(Teks Sumber)
※ ※ ※
Rabu, 08 Juli 2015

Tentang Tradisi Menjelang Lebaran di Kampung Saya, Dulu dan Kini

Kurang lebih sepuluh hari lagi kita semua, khususnya kaum muslimin yang menjalankan ibadah puasa akan menyambut hari kemenangan. Sebuah hari yang konon katanya membuat kita suci kembali seperti bayi baru lahir, atau juga bisa di ibaratkan seperti kertas kosong yang tidak ternoda sedikit pun.

Di Indonesia, untuk menyambut hari kemenangan tersebut berbagai persiapan pun dilakukan. Misalnya para perantau segera berbondong-bondong untuk balik ke kampung halaman setelah sekian lama meninggalkan keluarga dan sanak saudara. Hiruk pikuknya sudah begitu terasa dari hari pertama ramadhan dan semakin meningkat menjelang dua minggu sebelum lebaran. Bahkan aktivitas ini sudah menjadi bagian dari tradisi yang terjadi secara turun temurun dan tak bisa di pisahkan lagi.

Di kampung saya, selain tradisi mudik, biasanya juga setiap menjelang lebaran, para ibu-ibu sudah mulai di sibukkan untuk menyiapkan berbagai panganan ringan untuk di santap dari H lebaran nanti. Tak sampai di situ saja, berbagai menu favorit dan andalan pun tak luput disiapkan demi untuk menyenangkan hati anggota keluarga khususnya, juga sanak saudara yang nanti berkesempatan untuk berkunjung ke rumah.

Tak hanya ibu-ibu saja, para remaja dan bapak-bapak pun tak mau ketinggalan untuk ambil bagian dalam menyambut hari lebaran.  Biasanya bapak-bapak dan remaja menyiapkan tempat untuk shalat di lapangan sepakbola. Al hasil, lapangan sepakbola pun di permak secantik mungkin dengan maksud agar nyaman dijadikan tempat shalat. Selain membersihkan dan mempercantik lapangan sepakbola untuk tempat shalat Idul Fitri, masjid juga tak luput untuk di bersihkan dengan tujuan sebagai tempat cadangan apabila terjadi sesuatu hal di luar kehendak kita. Contohnya, tiba-tiba saja hujan.

Sedangkan saat menjelang malam lebaran, para warga berbondong-bondong melakukan pawai takbir keliling, tentu setelah takbir di masjid usai. Biasanya warga menggunakan gerobak yang di dalamnya sudah terisi peralatan untuk takbir, seperti mic, speaker, ampli, dan mesin generator sebagai listriknya. Dengan peralatan seadanya tersebut, para warga melakukan takbir keliling dari dusun ke dusun dan tak jarang naik turun bukit. Tak ketinggalan juga bunyi mercon, dalam hal ini mercon bambu bukan mercon modern seperti saat ini. Bahkan cahaya kembang api juga ikut mewarnai malam yang minim akan pencahayaan karena PLN tidak sampai di kampung halaman saya.
※ ※ ※
(Yang Perlu Dikerjakan)
A – Ketik ulang bagian teks tentang tradisi menjelang Lebaran mulai dari "Rabu, 08 Juli" dan terus sampai "di pisahkan lagi.", tanpa mengubah satu huruf pun.
B – Tentukan apakah setiap pernyataan berikut sesuai dengan teks tentang tradisi menjelang Lebaran, jawab ya atau tidak, dan kutip persis kata-kata teks yang menentukannya: (i) Takbir keliling dimulai sebelum takbir di masjid selesai. (ii) Masjid dibersihkan agar bisa menjadi tempat cadangan untuk shalat. (iii) Mercon yang dibunyikan saat takbir keliling adalah mercon modern.
C – Menurut teks tentang tradisi menjelang Lebaran, peralatan apa saja yang sudah terisi di dalam gerobak untuk takbir keliling?
Catatan-catatan berikut tidak diperlukan untuk mengerjakan apa pun.
※ ※ ※
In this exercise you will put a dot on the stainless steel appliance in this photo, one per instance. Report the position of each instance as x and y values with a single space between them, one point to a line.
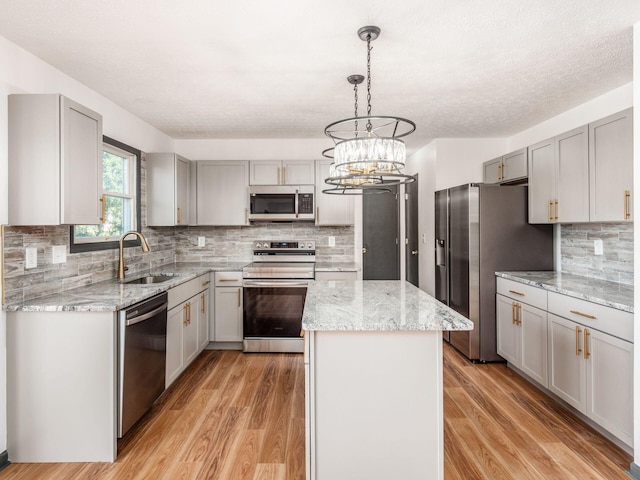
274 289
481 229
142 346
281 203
※ ※ ※
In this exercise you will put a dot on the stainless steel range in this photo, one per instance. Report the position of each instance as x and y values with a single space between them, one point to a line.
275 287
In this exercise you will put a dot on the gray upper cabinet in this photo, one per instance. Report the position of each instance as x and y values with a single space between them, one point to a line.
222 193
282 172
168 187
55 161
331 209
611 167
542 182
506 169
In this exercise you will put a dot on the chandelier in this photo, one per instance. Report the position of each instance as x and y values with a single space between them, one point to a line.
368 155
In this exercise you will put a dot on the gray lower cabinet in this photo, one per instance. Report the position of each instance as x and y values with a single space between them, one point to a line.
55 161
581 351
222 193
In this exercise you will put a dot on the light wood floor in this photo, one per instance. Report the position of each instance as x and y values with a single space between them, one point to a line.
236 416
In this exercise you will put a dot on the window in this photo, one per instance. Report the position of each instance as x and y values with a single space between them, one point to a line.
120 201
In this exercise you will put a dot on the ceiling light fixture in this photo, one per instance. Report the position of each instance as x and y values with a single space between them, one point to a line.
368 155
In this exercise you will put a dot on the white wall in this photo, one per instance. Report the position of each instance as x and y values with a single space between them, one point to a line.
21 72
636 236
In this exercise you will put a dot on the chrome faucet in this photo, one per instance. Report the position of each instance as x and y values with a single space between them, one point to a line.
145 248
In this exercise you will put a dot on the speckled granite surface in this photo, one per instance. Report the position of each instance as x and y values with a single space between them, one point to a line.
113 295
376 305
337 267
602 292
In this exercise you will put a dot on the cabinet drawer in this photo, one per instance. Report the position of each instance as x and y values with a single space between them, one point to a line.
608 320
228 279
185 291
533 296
※ ※ ※
(Jawaban per Tugas)
A –
Rabu, 08 Juli 2015

Tentang Tradisi Menjelang Lebaran di Kampung Saya, Dulu dan Kini

Kurang lebih sepuluh hari lagi kita semua, khususnya kaum muslimin yang menjalankan ibadah puasa akan menyambut hari kemenangan. Sebuah hari yang konon katanya membuat kita suci kembali seperti bayi baru lahir, atau juga bisa di ibaratkan seperti kertas kosong yang tidak ternoda sedikit pun.

Di Indonesia, untuk menyambut hari kemenangan tersebut berbagai persiapan pun dilakukan. Misalnya para perantau segera berbondong-bondong untuk balik ke kampung halaman setelah sekian lama meninggalkan keluarga dan sanak saudara. Hiruk pikuknya sudah begitu terasa dari hari pertama ramadhan dan semakin meningkat menjelang dua minggu sebelum lebaran. Bahkan aktivitas ini sudah menjadi bagian dari tradisi yang terjadi secara turun temurun dan tak bisa di pisahkan lagi.

B –
(i) Tidak. "tentu setelah takbir di masjid usai"
(ii) Ya. "masjid juga tak luput untuk di bersihkan dengan tujuan sebagai tempat cadangan apabila terjadi sesuatu hal di luar kehendak kita"
(iii) Tidak. "mercon bambu bukan mercon modern seperti saat ini"

C – Mic, speaker, ampli, dan mesin generator sebagai listriknya.